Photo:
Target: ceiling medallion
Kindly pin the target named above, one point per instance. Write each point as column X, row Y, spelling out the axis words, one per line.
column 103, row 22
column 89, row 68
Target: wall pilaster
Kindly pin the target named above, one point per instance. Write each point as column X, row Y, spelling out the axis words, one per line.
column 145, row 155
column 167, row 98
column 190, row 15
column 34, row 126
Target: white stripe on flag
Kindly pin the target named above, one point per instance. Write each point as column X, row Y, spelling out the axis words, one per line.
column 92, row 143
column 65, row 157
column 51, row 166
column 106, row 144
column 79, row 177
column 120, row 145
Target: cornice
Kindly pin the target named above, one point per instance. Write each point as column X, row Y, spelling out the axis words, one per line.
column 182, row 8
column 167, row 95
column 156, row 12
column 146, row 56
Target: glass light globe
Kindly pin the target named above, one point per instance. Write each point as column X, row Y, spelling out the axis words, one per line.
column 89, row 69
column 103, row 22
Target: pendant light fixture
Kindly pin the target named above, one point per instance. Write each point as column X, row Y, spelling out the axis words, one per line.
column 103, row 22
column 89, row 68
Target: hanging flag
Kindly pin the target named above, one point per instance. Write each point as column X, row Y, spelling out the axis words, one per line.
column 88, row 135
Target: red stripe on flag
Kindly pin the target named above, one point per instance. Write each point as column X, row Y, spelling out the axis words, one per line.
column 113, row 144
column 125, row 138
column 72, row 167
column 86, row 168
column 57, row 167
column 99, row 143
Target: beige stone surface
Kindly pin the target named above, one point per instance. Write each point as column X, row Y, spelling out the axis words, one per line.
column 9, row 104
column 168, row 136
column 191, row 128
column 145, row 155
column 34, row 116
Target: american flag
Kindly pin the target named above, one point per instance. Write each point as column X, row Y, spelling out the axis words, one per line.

• • • • • • •

**Problem details**
Copy the material word for word, starting at its first line and ending at the line that contains "column 120, row 145", including that line.

**Task response**
Photo:
Target: ceiling medallion
Kindly pin the target named above, one point per instance. Write each point as column X, row Y, spelling out the axis words, one per line.
column 103, row 22
column 89, row 68
Target: wall pilaster
Kindly pin the target named above, one point per instance. Write each point as column X, row Y, spelling out the axis words, one per line.
column 145, row 155
column 167, row 98
column 190, row 15
column 34, row 126
Target: white stripe on flag
Kindly pin the target named above, one point per instance. Write each point as column X, row Y, spelling out the axis words, one per line.
column 92, row 143
column 65, row 157
column 51, row 166
column 106, row 144
column 79, row 177
column 120, row 145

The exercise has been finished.